■ Arbeitsanweisung ■
In welchem Jahr verkaufte Ernst Sigismund von Schlieben laut dem Seitenauszug die Schönbergschen Güter an Ernst Graf Finck von Finckenstein?

Der Gaudensee östlich der Ortschaft, aus dem der Fluss Liebe ausfließt,[1][2] wurde im 19. Jahrhundert entwässert.[3]

Ruine Schloss Finckenstein (Aufnahme 2006)

In einer Urkunde von 1312, durch die das Domkapitel zu Marienwerder dem Nachbardorf Albrechtau eine Handfeste über 106 Hufen zu kulmischem Recht verleiht, wird der Gaudensee als See Gaunitz bezeichnet.[3]

Durch eine Urkunde vom 13. November 1532 verlieh Herzog Albrecht das Erbamt Schönberg nebst dem adligen Gut Langenau dem ersten lutherischen Bischof Georg von Polentz (1478–1550) zu Mannlehenrechten; in demselben lagen die Stadt Rosenberg und die Kirchspiele Rosenberg, Belschwitz mit Jaute, Habersdorf (oder Finckenstein) mit Albrechtau, Langenau mit Goldau, Sommerau mit Peterkau.[4] 1556 erneuerte Herzog Albrecht diese Verschreibung für dessen Sohn Theophilius.[5] Finckenstein war früher Habersdorf genannt worden; Theophilius war der einzige Sohn des Bischofs.[6][7] Nach etwa hundert Jahren, 1653, verkaufte Christoph von Polenz das Schloss Schönberg mit den dazu gehörigen Gütern an Johann Casimir zu Eulenburg. Dessen Witwe, Helene Dorothea, veräußerte den Besitz 1670 an ihren Schwiegersohn Johann Theodor von Schlieben. Dessen Erbe, Ernst Sigismund von Schlieben (1677–1741), verkaufte die Schönbergschen Güter 1699 an Ernst Graf Finck von Finckenstein (1633–1717), Erbhauptmann der Ämter Gilgenburg und Eylau.[5] In den Jahren 1716 bis 1720 wurde hier im Auftrag des Generalleutnants Albrecht Konrad Finck von Finckenstein das imposante Schloss Finckenstein errichtet.[7]

Friedrich Ludwig Graf Finck von Finckenstein hatte nur ein Kind, Karoline, die eine Ehe mit Friedrich-Alexander Graf von Dohna-Schlobitten einging. Letzterer kaufte seinem Schwiegervater die Herrschaft Finckenstein ab, mit der er ein neues Fideikommiss stiftete, das er nach dem Erstgeburtsrecht (primogenitur masculini) zunächst für den zweiten von ihm abstammenden Mannesstamm bestimmte.[8] Um 1785 gehörten zu dem Gutsbezirk mehrere Dörfer und Vorwerke, darunter Albrechtau mit einer Filialkirche der evangelischen Mutterkirche von Finckenstein, Bornitz, Michelau, Peterkau und weitere, die zusammen 194 Feuerstellen (Haushaltungen) hatten.[7]

Schloss Finckenstein war während des Feldzugs gegen Preußen im Jahr 1807 einige Wochen lang von Napoleon I. und seiner polnischen Begleiterin Maria Walewska bewohnt worden; er hatte hier sein Hauptquartier aufgeschlagen.

■ Vorliegende Daten ■
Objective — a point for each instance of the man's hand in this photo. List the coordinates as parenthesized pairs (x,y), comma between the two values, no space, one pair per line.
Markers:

■ Lösung der Aufgabe ■
Im Jahr 1699.